# [AUFGABE]
Überarbeiten Sie das folgende Material, indem Sie jedes „Target“ durch „Object“ ersetzen. Alles Übrige bleibt unverändert.
───── DATENSATZINHALT
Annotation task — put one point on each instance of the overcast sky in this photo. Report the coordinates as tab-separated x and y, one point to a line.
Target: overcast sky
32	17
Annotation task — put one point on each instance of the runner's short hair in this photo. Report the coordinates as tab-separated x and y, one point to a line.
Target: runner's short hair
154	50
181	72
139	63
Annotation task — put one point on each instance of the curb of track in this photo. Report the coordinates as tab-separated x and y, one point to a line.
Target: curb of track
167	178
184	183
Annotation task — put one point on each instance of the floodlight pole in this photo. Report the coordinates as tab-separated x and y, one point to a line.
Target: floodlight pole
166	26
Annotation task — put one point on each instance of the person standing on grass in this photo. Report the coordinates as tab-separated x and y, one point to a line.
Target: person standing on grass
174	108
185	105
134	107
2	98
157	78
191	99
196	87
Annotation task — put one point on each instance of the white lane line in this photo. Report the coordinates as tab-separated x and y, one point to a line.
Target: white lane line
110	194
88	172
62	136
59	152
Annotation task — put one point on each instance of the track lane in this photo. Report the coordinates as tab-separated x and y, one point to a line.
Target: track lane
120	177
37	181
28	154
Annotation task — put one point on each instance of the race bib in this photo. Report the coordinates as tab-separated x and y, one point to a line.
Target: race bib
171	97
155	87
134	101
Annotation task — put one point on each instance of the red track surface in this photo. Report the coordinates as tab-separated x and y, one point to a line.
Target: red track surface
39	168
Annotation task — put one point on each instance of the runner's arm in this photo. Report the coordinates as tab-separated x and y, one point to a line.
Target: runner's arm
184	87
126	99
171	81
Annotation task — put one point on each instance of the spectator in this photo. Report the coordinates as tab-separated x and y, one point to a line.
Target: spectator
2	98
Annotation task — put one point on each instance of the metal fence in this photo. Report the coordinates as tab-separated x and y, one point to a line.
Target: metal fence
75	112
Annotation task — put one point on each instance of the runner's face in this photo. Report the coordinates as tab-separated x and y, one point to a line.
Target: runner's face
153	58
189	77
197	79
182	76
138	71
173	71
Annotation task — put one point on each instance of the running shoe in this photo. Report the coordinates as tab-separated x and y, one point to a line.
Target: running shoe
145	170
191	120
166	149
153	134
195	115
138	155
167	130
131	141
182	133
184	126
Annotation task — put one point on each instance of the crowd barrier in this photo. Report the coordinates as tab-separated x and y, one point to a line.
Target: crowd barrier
──────────
# [LÖSUNG]
Annotation task — put one point on each instance of the overcast sky in this photo. Report the coordinates as tab-separated x and y, one point to a line.
Object: overcast sky
32	17
Annotation task — put one point on each instance of the runner's short hair in this photo. Report the coordinates as tab-separated x and y, one point to a line.
Object: runner's short hair
154	50
181	72
139	63
Annotation task — put one point on each instance of the curb of track in this photo. Report the coordinates as tab-separated x and y, one point to a line.
Object: curb of track
167	178
184	183
Annotation task — put one point on each instance of the floodlight pole in this photo. Report the coordinates as tab-separated x and y, one point to a line.
Object: floodlight pole
166	26
Annotation task — put one point on each instance of the person standing on grass in this photo. Report the coordinates as tab-separated x and y, one point to a line.
Object: person standing on grass
174	108
185	105
134	107
2	98
157	78
191	99
196	87
Annotation task — put one point on each instance of the white lane line in this photo. Report the coordinates as tab-separated x and y, one point to a line.
Object: white lane line
110	194
88	172
62	136
59	152
Annotation task — put one point on each instance of the track lane in this photo. Report the coordinates as tab-separated x and y, one point to a line.
Object: track lane
120	177
37	181
28	154
Annotation task — put one point on each instance of the race bib in this photo. Report the coordinates as tab-separated x and y, one point to a line.
Object: race bib
171	97
155	87
134	101
Annotation task — put one point on each instance of the red track surface in this photo. Report the coordinates as tab-separated x and y, one point to a line.
Object: red track surface
39	168
Annotation task — put one point on each instance of the runner's arm in this photo. Report the coordinates as tab-separated x and y, one point to a line.
Object: runner's arm
184	87
126	99
171	81
Annotation task — put one point on each instance of the spectator in this photo. Report the coordinates as tab-separated x and y, one point to a line.
Object: spectator
2	98
Annotation task — put one point on each instance of the metal fence in this photo. Report the coordinates as tab-separated x and y, one point to a line.
Object: metal fence
75	112
Annotation task — put one point on each instance of the runner's face in this photo. Report the coordinates as tab-separated x and y, one point to a line.
Object: runner's face
153	58
189	77
197	79
182	76
138	71
173	71
Annotation task — put one point on each instance of the running shoe in this photo. Report the coordinates as tab-separated x and y, one point to a line.
Object: running shoe
145	170
191	120
166	149
153	134
195	115
138	155
167	130
131	141
182	133
184	126
Annotation task — put one point on each instance of the crowd barrier in this photo. Report the coordinates as tab-separated x and y, one point to a line.
Object: crowd barrier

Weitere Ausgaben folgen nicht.